**Problem details**
In the records below, the line containing "the black surfboard" is the first to keep. Retype it and all later lines exactly, through the end.

══ Dataset records ══

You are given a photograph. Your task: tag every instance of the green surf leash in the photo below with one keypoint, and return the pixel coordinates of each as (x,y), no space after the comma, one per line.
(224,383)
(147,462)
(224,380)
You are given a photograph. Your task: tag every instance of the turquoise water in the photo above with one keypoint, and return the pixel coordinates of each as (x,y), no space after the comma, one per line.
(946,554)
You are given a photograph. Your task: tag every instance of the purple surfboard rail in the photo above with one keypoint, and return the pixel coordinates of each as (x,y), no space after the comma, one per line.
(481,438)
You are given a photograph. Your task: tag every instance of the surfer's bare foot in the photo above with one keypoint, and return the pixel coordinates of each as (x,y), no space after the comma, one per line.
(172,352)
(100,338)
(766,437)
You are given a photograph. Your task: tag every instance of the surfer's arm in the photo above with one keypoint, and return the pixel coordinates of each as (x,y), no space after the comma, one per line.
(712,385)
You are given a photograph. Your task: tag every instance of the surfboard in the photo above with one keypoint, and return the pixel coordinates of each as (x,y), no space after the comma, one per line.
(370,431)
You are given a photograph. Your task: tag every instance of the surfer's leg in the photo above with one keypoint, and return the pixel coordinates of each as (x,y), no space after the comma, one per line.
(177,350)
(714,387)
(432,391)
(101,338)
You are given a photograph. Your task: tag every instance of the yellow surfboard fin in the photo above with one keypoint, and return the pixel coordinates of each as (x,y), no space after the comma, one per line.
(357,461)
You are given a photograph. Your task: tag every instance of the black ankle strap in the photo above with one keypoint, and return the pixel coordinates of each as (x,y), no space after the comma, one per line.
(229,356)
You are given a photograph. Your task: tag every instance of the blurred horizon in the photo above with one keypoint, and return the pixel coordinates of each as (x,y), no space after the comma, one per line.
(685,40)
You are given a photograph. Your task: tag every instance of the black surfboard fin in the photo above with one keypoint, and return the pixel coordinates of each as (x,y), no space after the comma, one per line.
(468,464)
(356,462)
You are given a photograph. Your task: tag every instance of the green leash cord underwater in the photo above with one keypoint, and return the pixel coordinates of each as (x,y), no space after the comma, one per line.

═══

**Reply to the exercise**
You are given a photograph. Your task: tag every instance of the black surfboard fin in the photo above with one keypoint, and return the pixel coordinates of each as (x,y), no space after the comma, one per line.
(468,464)
(356,462)
You are given a photograph. Your task: tag every instance of the green leash cord underwater in the photo above with one keypoint, and return the pixel coordinates of each as (x,y), no space after the comma, one per line.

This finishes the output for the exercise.